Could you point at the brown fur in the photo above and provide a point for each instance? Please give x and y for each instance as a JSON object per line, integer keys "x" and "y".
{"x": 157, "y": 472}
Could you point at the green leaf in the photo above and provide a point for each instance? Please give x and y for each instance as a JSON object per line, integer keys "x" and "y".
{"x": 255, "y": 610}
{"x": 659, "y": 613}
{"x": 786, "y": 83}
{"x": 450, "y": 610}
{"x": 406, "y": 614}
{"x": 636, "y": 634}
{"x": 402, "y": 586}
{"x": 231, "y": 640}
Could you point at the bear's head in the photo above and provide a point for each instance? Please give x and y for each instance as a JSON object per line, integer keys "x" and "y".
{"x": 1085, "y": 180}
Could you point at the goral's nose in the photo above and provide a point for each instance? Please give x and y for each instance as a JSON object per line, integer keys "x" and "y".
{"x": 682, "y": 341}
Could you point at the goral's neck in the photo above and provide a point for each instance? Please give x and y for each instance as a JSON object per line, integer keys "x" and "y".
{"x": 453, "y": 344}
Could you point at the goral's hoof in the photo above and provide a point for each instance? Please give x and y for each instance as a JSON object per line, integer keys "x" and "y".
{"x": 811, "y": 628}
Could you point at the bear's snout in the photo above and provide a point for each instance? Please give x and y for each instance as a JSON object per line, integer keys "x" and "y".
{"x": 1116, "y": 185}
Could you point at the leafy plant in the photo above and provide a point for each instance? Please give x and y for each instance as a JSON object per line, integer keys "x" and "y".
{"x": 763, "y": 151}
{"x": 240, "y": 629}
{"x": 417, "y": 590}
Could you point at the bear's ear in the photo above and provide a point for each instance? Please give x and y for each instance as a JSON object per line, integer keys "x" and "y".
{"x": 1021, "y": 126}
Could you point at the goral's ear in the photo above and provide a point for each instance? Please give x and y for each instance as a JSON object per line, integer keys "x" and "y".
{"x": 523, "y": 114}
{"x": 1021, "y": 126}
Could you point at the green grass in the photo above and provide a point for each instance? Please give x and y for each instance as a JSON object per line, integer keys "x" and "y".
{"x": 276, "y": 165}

------

- WHAT IS EXPECTED -
Can you rewrite all of the data above as a numbered list, with any blank lines left out?

- EXERCISE RESPONSE -
1. Could you point at the brown fur in the photo above and provide a point for each instance? Please give x and y for each instance as a JSON object per line, integer keys "x" and "y".
2. {"x": 157, "y": 472}
3. Could you point at the green leaf in the photo above and provide a point for each instance? Please give x and y for each instance as a JSON object per line, integer keys "x" and "y".
4. {"x": 255, "y": 610}
5. {"x": 659, "y": 613}
6. {"x": 786, "y": 83}
7. {"x": 450, "y": 610}
8. {"x": 406, "y": 614}
9. {"x": 636, "y": 634}
10. {"x": 402, "y": 586}
11. {"x": 231, "y": 640}
12. Could you point at the bear's head in the photo above and provide a point for each instance? Please give x and y for each instance as a JSON object per line, integer keys "x" and "y".
13. {"x": 1085, "y": 180}
14. Could you point at the goral's nose in the photo above and provide a point for each instance? Please give x and y for each instance as a JSON object per line, integer keys "x" and "y".
15. {"x": 682, "y": 341}
16. Could you point at the goral's neck in the photo above and provide a point for each instance? Please give x and y for each instance as a JSON object per line, integer keys "x" and "y".
17. {"x": 453, "y": 344}
18. Could you point at the goral's hoof in the photo above and provide a point for each instance? Please give x and y for each instance as a JSON object per line, integer keys "x" and "y".
19. {"x": 811, "y": 628}
20. Could you point at the bear's snout in the photo above and provide a point for each instance? Please give x and y for each instance as a JSON object per line, integer keys "x" and "y".
21. {"x": 1116, "y": 185}
22. Could you point at the leafy plant in the photo above and provide a point for each instance? Please give x and y for each instance as a JSON object per line, integer keys "x" and "y".
23. {"x": 763, "y": 151}
24. {"x": 240, "y": 629}
25. {"x": 417, "y": 590}
26. Could you point at the bear's ear in the photo above and provide a point for each instance? Please give x and y for each instance as a JSON object per line, integer keys "x" and "y".
27. {"x": 1021, "y": 126}
28. Could you point at the goral's ear in the photo above and provide a point for each instance? Please give x and y for each instance as a JSON object per line, integer keys "x" and "y".
29. {"x": 523, "y": 114}
30. {"x": 1021, "y": 126}
31. Could you point at the green grass in the photo above and provide a point for each instance? Please give x and y for each instance as a JSON object per line, integer keys "x" and "y".
32. {"x": 276, "y": 165}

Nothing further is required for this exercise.